** Start RECORDS FOR THIS EXERCISE **

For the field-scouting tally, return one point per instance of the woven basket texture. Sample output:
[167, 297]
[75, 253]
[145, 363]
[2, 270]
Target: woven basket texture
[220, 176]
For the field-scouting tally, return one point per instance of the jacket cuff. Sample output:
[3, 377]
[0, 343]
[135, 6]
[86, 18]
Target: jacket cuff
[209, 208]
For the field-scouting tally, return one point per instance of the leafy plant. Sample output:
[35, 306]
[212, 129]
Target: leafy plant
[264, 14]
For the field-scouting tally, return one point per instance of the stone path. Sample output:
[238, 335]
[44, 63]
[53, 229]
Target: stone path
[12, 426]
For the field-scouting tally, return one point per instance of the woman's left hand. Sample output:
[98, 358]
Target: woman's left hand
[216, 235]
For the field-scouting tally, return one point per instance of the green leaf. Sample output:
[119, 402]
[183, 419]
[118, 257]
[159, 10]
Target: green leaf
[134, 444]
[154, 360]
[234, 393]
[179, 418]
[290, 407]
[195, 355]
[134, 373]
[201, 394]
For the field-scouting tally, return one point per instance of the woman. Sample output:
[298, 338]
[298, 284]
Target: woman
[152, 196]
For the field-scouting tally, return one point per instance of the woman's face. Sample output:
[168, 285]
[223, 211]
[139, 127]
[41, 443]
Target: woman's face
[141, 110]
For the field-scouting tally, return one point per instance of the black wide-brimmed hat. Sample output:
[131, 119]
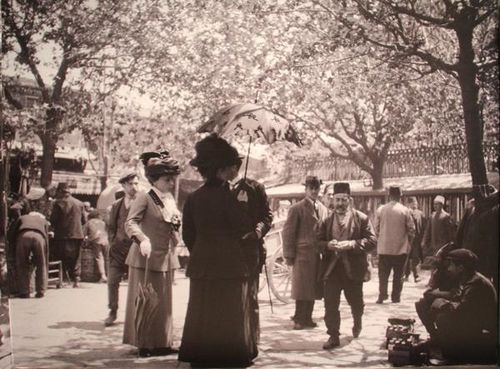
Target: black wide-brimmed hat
[313, 182]
[395, 191]
[341, 187]
[158, 167]
[145, 156]
[214, 151]
[127, 177]
[464, 257]
[62, 187]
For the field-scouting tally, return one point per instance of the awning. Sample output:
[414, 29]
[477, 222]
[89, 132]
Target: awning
[78, 183]
[444, 183]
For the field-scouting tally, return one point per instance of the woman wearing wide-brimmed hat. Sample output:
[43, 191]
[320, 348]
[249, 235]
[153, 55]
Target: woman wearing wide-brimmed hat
[152, 224]
[217, 327]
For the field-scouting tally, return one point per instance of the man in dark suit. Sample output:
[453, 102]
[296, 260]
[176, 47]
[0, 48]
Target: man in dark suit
[253, 198]
[344, 238]
[67, 219]
[299, 250]
[30, 234]
[119, 241]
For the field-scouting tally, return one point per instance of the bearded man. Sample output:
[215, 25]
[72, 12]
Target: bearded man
[344, 238]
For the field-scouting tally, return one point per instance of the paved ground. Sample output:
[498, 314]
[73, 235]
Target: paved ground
[65, 330]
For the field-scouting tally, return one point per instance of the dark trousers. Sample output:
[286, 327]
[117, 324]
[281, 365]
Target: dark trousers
[115, 275]
[386, 263]
[353, 292]
[69, 250]
[31, 244]
[253, 304]
[303, 311]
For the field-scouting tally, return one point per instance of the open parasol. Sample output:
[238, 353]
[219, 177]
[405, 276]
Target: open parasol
[252, 121]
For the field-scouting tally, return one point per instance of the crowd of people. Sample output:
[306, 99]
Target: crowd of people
[326, 241]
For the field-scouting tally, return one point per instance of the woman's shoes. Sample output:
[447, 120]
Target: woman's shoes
[163, 351]
[158, 351]
[145, 352]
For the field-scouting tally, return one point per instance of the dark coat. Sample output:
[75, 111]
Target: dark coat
[362, 232]
[31, 222]
[67, 218]
[479, 232]
[213, 224]
[253, 198]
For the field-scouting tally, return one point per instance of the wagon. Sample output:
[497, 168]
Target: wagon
[276, 272]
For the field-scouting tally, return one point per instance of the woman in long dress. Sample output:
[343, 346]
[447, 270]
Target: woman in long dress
[152, 224]
[217, 331]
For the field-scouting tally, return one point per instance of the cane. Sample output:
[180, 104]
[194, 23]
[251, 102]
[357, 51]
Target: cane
[268, 289]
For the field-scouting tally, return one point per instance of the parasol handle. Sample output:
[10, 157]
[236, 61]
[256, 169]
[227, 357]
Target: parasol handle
[146, 271]
[248, 157]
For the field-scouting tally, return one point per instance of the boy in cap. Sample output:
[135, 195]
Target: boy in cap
[299, 250]
[344, 239]
[119, 241]
[464, 325]
[439, 230]
[395, 229]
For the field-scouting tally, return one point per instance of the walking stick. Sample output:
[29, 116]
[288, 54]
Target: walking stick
[268, 289]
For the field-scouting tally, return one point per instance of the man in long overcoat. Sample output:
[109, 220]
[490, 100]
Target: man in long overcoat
[344, 238]
[119, 241]
[300, 251]
[67, 219]
[253, 198]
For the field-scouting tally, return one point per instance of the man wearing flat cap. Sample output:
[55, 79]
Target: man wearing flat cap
[119, 241]
[30, 234]
[440, 228]
[464, 325]
[67, 219]
[344, 239]
[299, 250]
[395, 229]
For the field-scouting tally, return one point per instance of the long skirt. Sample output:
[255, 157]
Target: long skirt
[217, 330]
[158, 330]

** End RECORDS FOR THIS EXERCISE **

● **THE TASK**
Retype the lines above without any change, starting at the line that contains "of the wagon." and ending at the final line.

● **OUTPUT OF THE EXERCISE**
For the field-scouting tally, return one point per instance of the wagon. Sample output:
[497, 168]
Target: wagon
[276, 272]
For the field-scouting tally, return one point per instance of the woman in long dress. Sample output:
[343, 346]
[447, 270]
Target: woman in long dress
[152, 224]
[217, 331]
For the field-scouting tally, return one point per instance of the cane. Sample output:
[180, 104]
[194, 23]
[251, 102]
[357, 51]
Target: cane
[268, 289]
For the field-scouting tally, return one point per instance of the parasol handle. Sample output:
[10, 157]
[236, 61]
[256, 169]
[227, 357]
Target: parasol handle
[146, 271]
[248, 157]
For the field-scouting tally, return one point per instance of the boy in cap. Sample output:
[135, 195]
Target: boy in cap
[299, 250]
[344, 239]
[119, 241]
[464, 325]
[439, 230]
[395, 229]
For the field-scouting tally, return one point per instance of the walking stick. Sample output:
[29, 116]
[288, 54]
Target: walking stick
[268, 289]
For the field-scouting tally, return one point per instance of the man in long overcoat. Sample output:
[109, 220]
[490, 100]
Target: man in long overcoat
[344, 238]
[119, 241]
[300, 251]
[67, 219]
[253, 198]
For the field-scouting tally, return one point per instance of the man wearing flat cap. Sample output:
[55, 79]
Target: man wearing flat cap
[119, 241]
[30, 234]
[440, 228]
[464, 325]
[67, 219]
[344, 239]
[299, 250]
[395, 229]
For the field-scouting tally, return one point per instance of the long skirt. Sample output:
[255, 157]
Target: long skirt
[217, 330]
[158, 330]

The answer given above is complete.